TASK
Spot each line in the records below where the word "jacket" occurs, then copy it.

RECORDS SHOWN
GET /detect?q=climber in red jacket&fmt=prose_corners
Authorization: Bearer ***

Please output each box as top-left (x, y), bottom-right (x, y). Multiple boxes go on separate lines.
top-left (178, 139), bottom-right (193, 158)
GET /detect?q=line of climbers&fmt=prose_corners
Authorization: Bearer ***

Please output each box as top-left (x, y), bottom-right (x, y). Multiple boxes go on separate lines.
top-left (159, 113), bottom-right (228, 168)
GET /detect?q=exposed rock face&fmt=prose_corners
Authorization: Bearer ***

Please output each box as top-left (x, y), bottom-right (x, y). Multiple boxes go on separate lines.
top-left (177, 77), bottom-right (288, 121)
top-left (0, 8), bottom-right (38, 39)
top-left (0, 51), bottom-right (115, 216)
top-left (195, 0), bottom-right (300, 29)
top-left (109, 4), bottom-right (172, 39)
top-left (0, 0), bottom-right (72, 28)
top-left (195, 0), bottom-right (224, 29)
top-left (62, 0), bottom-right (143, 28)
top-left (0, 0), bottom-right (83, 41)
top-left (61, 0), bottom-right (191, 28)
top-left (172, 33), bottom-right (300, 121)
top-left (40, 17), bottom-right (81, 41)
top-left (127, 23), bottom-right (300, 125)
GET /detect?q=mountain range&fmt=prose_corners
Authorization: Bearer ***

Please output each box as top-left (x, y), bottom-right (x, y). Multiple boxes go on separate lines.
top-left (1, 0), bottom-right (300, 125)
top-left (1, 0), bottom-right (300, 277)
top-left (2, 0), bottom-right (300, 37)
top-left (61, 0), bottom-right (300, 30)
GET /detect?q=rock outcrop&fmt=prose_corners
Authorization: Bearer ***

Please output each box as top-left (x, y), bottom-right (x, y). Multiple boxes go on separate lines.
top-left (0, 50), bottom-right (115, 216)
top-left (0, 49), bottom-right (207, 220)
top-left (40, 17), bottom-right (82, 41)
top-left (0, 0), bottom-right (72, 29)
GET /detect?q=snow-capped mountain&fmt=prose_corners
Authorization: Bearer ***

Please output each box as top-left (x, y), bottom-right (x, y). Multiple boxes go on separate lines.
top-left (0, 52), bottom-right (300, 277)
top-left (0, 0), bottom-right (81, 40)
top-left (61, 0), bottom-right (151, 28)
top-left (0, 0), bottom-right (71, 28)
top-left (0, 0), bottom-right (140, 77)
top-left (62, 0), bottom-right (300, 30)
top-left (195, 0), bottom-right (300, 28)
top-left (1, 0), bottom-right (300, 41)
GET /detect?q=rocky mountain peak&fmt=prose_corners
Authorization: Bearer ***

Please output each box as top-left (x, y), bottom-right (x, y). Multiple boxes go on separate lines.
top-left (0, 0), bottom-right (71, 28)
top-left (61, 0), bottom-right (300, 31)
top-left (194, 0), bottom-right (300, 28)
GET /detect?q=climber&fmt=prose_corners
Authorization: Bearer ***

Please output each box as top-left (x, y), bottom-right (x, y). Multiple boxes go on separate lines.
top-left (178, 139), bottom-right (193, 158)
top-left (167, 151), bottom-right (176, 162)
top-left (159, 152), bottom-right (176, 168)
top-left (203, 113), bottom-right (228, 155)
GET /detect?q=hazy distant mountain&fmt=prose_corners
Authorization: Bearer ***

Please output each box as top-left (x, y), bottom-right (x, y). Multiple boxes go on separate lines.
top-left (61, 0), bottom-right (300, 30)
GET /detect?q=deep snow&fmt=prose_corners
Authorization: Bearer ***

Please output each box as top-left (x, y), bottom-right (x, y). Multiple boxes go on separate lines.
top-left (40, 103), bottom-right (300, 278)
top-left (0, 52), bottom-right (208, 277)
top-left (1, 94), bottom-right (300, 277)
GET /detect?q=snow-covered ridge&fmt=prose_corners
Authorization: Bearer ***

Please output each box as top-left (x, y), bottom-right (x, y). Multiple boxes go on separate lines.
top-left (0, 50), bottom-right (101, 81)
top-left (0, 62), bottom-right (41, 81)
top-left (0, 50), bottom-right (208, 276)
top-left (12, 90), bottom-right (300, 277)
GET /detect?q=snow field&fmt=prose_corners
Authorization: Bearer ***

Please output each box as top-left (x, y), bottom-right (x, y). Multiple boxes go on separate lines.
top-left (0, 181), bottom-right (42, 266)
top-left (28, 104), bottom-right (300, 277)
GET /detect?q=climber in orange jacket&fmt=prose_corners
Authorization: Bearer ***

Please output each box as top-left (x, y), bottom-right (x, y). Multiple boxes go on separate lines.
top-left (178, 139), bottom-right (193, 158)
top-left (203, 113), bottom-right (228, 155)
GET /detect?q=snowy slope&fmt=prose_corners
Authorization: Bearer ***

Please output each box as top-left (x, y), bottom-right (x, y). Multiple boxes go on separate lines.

SOLUTION FOR THIS PROBLEM
GET /detect?q=climber in red jacket&fmt=prose_corners
GET /detect?q=climber in orange jacket&fmt=prose_corners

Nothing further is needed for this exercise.